## Assignment:
Here the answer should be the line with "In this practice step, locate the banknote" and all the lines after it through the end of the listing, each repeated exactly, and no other text.

## Supplied data:
^^^^^^^^

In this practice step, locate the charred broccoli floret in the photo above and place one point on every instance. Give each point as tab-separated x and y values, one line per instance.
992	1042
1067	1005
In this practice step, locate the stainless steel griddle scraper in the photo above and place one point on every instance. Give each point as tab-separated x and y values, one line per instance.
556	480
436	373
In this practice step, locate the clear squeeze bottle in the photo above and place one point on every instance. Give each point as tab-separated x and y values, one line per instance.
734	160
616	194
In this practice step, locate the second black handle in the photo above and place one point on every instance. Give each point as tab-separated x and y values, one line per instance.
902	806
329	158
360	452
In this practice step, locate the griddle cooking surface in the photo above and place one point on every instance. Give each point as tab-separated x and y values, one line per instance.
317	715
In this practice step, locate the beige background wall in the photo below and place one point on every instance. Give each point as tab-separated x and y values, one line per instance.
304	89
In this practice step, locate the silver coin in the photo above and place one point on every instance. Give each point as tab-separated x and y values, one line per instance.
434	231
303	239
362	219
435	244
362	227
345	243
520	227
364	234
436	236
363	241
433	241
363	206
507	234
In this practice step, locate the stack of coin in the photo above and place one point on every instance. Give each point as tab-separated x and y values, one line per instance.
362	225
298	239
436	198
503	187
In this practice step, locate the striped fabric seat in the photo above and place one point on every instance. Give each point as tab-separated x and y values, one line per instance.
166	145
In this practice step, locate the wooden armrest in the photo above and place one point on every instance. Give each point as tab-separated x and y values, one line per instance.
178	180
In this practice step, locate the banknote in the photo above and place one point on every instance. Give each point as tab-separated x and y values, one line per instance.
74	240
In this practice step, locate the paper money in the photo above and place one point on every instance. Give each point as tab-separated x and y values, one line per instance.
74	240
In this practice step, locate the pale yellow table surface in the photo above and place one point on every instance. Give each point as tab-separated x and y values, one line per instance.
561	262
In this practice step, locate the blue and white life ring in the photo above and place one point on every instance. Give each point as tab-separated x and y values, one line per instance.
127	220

^^^^^^^^

## Response:
In this practice step, locate the banknote in the photo above and place one point on every instance. Give each point as tab-separated x and y values, one line per instance.
74	240
In this practice step, locate the paper money in the photo above and place one point on every instance. Give each point as tab-separated x and y values, one line per instance.
74	240
In this practice step, locate the pale yellow table surface in the photo above and place one point on every instance. Give each point as tab-separated x and y values, one line per instance.
561	262
In this practice step, locate the blue and white life ring in the photo above and place one point on every instance. Give each point as tab-separated x and y values, one line per instance.
127	220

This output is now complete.